(Passage)
# # #
As for the rest of the posting, all I can say is that it must be great
to know so much about the costs and benefits of using X.500.
From my perspective, it is obvious that X.500 will not solve all
the world's problems (nothing ever does :-) but it is way too early
to be so dogmatic.  When we have had
	1) The necessary expericence of implementing X.500, running
	X.500 databases and storing different types of data in such
	a database; and
	2) experience in alternative highly distributed databases.
	(X.500 might prove to be extremely poor for storing certain
	types of data - but the alternatives might be even worse.)
then we can be dogmatic.

andrew waugh

rhys@cs.uq.oz.au (Rhys Weatherley) (06/19/91)

In <EACHUS.91Jun18164709@largo.mitre.org> eachus@largo.mitre.org (Robert I. Eachus) writes:

>     Incidently, all the fancy software in the world with multiple
>keys, multiple views, etc. won't address that need.  What make the
>Dewey system (or Library of Congress) useful is that once I have it in
>my head, I know where books on say Cryptography are to be found, and I
>can find related books that I didn't know about.  A keyword probe will
>miss closely related--but different--subjects.

I agree that something like this is needed, but how is it going to be
organised?  There's a big difference between books and computer programs.
If I go into a library and walk up to the shelf marked "Mathematical Logic"
(marked in Dewey Decimal or whatever), then the books I find there will
be about the various aspects of "Mathematical Logic" and just that.
However, if I walk into a computer store and walk up to the shelf marked
"Spreadsheets" I'll also find programs that double up as wordprocessors,
databases, desktop publishers, comms programs, ... in addition to being
a spreadsheet.

So if the "Compy Decimal" system (or whatever) was used, we'd find such
programs under lots of different numbers and sooner or later some librarian
is going to forget to enter a program under all necessary headings, or
a programmer is not going to tell the librarian all the headings and
we are back to square one.  Similarly, using identifiers for programs like
"spreadsheet,database,wordprocessor,unix,xwindows:123.8" aren't going
to be much better, and we'll get back to the keyword search problem
eventually.
# # #
(Stored records)
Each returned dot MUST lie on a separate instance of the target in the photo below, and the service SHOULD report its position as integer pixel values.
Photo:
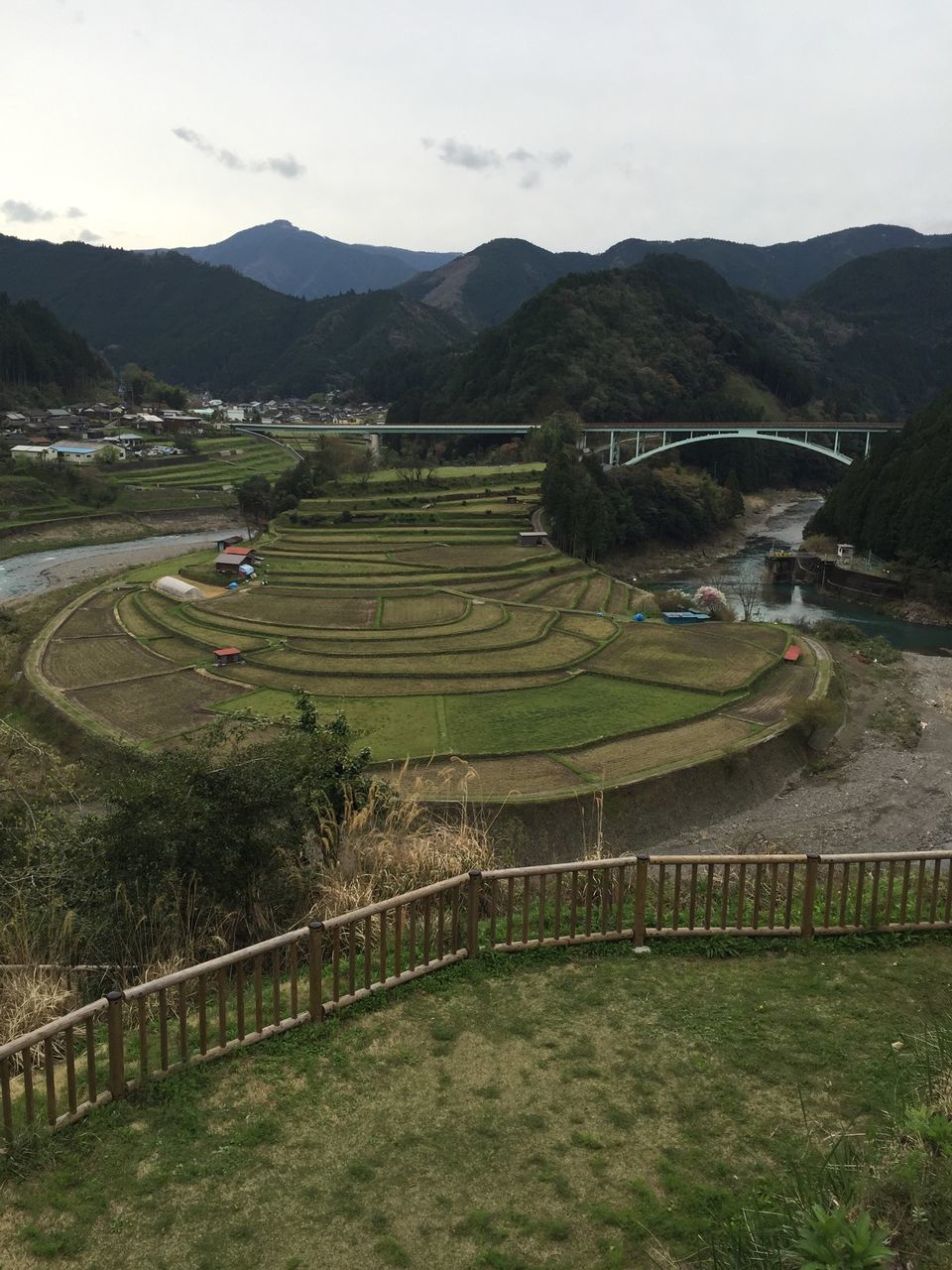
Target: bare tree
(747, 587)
# # #
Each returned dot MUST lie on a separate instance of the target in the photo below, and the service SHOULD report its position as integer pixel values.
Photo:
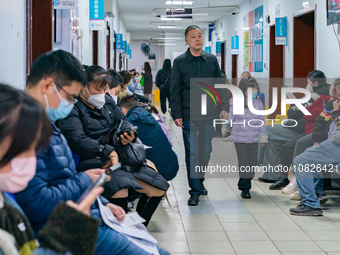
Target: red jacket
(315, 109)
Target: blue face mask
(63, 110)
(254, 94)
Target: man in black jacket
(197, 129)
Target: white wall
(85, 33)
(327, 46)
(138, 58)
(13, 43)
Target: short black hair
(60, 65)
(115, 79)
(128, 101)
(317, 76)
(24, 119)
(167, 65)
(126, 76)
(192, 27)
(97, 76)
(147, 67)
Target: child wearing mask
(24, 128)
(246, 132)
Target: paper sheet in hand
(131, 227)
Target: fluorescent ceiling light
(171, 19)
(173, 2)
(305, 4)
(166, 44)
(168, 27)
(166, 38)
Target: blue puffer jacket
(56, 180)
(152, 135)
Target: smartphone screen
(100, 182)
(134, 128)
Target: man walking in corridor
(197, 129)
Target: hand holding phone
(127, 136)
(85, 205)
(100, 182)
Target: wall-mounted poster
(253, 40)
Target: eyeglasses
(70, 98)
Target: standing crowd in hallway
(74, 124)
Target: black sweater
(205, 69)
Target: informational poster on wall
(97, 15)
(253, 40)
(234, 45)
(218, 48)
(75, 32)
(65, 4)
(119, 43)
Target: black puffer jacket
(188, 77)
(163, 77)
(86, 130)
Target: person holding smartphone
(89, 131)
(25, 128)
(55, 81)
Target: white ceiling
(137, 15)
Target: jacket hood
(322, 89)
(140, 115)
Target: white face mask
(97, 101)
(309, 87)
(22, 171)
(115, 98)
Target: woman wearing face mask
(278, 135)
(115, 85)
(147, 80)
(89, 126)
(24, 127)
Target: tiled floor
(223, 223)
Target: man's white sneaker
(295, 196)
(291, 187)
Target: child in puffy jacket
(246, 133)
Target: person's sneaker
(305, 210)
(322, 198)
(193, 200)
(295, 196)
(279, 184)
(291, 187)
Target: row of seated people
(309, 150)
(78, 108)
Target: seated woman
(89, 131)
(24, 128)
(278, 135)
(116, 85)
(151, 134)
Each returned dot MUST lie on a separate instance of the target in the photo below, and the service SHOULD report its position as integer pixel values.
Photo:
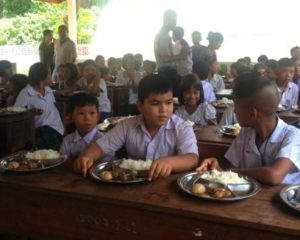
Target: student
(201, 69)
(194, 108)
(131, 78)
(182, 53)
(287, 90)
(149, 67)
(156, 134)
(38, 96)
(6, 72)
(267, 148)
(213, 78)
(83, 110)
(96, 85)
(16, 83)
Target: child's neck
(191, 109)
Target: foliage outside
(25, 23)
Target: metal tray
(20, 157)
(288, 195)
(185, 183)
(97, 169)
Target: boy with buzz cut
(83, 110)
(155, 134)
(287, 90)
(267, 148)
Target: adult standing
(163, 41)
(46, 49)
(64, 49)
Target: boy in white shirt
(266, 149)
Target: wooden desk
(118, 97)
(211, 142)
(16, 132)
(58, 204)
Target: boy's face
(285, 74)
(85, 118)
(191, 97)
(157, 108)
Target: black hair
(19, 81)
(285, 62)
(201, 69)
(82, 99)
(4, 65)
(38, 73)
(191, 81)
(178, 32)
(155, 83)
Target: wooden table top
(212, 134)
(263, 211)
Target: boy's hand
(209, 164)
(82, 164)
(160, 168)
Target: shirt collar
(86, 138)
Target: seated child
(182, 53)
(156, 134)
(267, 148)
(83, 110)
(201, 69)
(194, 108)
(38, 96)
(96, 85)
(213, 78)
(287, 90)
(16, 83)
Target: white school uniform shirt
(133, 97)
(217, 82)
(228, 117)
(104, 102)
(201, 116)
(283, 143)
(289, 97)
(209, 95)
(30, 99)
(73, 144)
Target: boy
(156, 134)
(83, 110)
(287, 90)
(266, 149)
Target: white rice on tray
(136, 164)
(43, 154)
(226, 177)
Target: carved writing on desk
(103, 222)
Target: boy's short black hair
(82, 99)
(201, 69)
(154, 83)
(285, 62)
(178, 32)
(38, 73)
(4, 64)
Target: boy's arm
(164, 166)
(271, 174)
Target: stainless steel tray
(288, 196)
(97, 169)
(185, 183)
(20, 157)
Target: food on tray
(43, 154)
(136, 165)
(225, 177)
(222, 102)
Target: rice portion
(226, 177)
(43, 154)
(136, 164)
# # #
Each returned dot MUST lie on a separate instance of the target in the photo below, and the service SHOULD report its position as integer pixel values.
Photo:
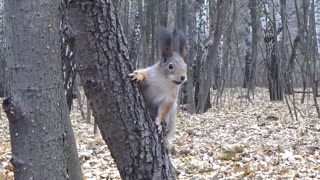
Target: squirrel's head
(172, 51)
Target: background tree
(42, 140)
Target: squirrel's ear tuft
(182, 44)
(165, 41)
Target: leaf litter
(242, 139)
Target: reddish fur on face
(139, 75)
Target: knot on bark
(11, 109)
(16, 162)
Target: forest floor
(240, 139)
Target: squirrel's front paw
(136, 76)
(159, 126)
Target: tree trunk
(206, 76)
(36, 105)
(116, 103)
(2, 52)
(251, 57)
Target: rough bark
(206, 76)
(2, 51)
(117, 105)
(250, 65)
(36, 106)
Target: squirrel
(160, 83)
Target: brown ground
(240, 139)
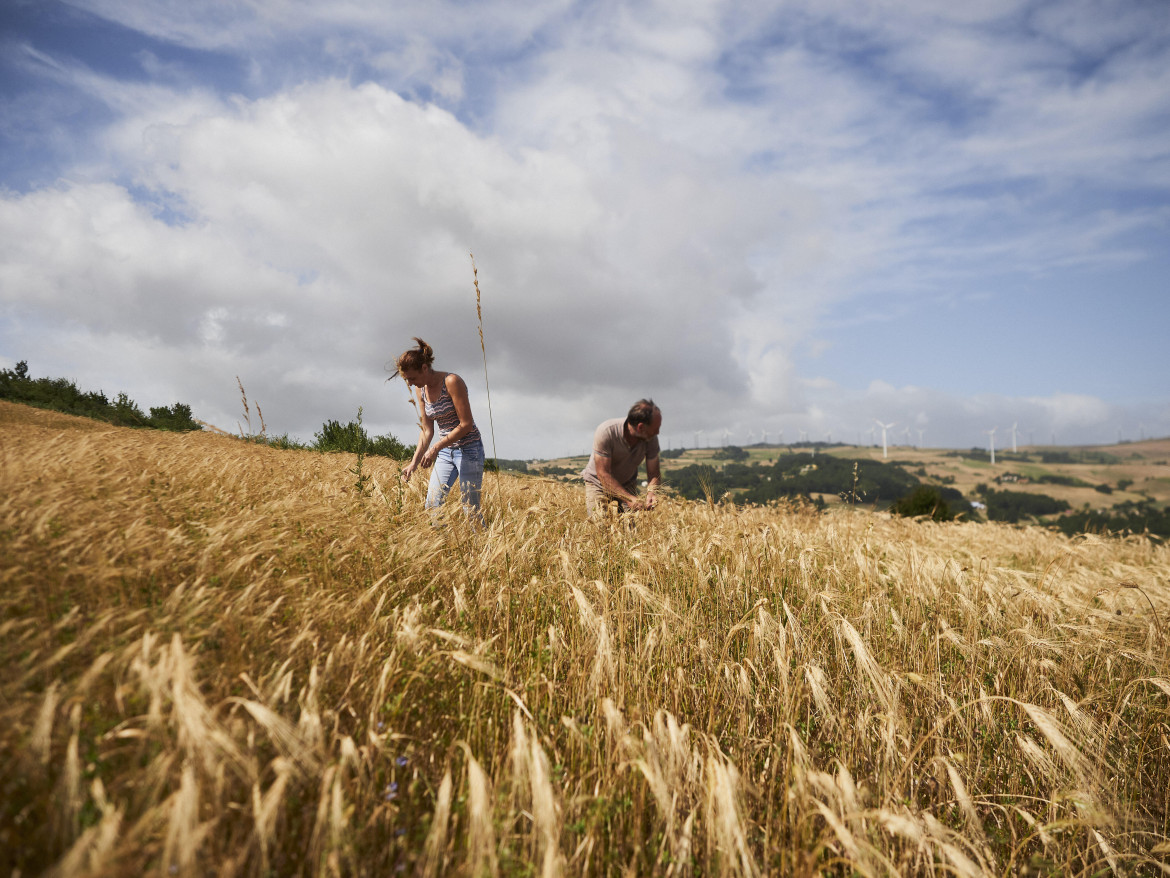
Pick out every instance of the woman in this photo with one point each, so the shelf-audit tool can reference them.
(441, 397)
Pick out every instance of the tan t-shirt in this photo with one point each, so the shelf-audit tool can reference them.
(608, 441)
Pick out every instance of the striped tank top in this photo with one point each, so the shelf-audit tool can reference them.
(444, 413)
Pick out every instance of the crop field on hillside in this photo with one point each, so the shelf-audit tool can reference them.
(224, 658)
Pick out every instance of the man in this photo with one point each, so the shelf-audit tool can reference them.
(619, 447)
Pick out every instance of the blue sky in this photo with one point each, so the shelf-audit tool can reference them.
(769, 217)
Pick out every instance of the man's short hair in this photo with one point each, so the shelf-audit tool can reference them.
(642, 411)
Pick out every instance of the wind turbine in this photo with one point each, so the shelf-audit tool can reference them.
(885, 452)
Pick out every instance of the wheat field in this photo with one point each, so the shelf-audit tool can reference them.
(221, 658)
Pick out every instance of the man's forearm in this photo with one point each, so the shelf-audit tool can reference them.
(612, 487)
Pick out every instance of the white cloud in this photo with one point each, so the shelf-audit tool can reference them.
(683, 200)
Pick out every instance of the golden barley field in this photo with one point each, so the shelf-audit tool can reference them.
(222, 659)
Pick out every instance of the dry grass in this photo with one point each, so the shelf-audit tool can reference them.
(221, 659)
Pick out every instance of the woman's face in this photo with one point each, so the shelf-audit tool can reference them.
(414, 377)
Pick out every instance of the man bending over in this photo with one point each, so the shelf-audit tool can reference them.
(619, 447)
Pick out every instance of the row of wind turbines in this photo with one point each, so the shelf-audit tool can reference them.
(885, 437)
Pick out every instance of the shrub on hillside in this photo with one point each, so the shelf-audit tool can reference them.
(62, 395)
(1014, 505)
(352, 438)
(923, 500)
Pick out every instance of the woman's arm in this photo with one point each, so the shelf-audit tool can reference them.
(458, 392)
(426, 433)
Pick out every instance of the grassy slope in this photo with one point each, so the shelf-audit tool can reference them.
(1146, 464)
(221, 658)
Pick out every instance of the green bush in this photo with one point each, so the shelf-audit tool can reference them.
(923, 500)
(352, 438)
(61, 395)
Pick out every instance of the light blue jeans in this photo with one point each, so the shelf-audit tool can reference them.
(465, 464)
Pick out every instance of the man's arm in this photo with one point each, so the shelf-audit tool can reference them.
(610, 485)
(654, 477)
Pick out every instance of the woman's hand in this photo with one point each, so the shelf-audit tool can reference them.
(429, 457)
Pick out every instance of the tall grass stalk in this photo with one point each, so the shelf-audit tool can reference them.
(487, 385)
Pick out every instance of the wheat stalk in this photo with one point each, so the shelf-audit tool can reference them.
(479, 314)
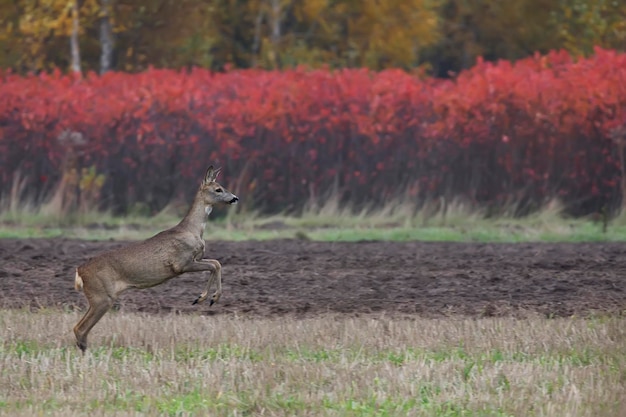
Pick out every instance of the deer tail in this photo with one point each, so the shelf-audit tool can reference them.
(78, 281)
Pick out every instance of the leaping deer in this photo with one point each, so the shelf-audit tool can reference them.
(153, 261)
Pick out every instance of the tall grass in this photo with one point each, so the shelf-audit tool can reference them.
# # #
(Request)
Update the thread starting at "I agree that" and ending at "a spreadsheet.", with "computer store" changed to "software shop".

(Answer in full)
I agree that something like this is needed, but how is it going to be
organised?  There's a big difference between books and computer programs.
If I go into a library and walk up to the shelf marked "Mathematical Logic"
(marked in Dewey Decimal or whatever), then the books I find there will
be about the various aspects of "Mathematical Logic" and just that.
However, if I walk into a software shop and walk up to the shelf marked
"Spreadsheets" I'll also find programs that double up as wordprocessors,
databases, desktop publishers, comms programs, ... in addition to being
a spreadsheet.